* What you are asked to do *
Your answer should consist of each line below that contains the string "trailer".

Recorded data
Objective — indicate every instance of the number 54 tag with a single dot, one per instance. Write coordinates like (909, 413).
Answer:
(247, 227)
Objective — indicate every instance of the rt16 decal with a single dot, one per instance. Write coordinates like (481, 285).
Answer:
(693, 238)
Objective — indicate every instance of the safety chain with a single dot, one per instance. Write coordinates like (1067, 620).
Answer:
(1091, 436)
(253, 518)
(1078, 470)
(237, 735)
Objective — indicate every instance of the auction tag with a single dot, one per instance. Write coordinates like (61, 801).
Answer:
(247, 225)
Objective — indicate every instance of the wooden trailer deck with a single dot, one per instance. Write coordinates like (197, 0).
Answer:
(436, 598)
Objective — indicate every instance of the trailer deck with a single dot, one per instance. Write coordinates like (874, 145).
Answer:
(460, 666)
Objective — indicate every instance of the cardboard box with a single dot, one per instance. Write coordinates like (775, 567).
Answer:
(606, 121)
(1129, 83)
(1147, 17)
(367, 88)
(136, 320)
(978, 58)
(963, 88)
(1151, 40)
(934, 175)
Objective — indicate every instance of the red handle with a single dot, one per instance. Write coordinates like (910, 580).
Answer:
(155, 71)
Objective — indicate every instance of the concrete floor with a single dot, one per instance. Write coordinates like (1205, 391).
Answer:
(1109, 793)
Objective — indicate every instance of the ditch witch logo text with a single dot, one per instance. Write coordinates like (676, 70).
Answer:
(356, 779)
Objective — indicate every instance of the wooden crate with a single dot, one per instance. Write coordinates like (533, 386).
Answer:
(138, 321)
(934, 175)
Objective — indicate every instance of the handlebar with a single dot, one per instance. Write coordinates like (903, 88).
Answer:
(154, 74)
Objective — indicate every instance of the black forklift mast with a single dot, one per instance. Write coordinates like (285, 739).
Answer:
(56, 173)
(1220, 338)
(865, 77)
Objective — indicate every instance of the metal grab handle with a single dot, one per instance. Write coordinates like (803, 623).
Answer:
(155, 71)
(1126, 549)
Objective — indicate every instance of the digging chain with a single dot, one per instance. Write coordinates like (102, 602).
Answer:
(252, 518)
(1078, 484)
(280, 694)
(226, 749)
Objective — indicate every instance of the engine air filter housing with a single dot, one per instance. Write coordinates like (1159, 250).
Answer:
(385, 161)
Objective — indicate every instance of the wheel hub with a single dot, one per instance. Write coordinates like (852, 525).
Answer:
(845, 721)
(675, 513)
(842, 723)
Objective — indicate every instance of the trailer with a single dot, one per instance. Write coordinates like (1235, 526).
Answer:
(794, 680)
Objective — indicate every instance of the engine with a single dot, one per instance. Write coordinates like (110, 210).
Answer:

* Task answer *
Objective — indicate every instance of the wooden trailer deck with a single dot, one per instance. Write coordinates like (197, 0).
Objective — indicate every instance of the trailer deck with a single dot, one per instance. Write coordinates like (874, 145).
Objective — indicate every instance of the trailer with a single dot, one per instance. Write coordinates like (1235, 526).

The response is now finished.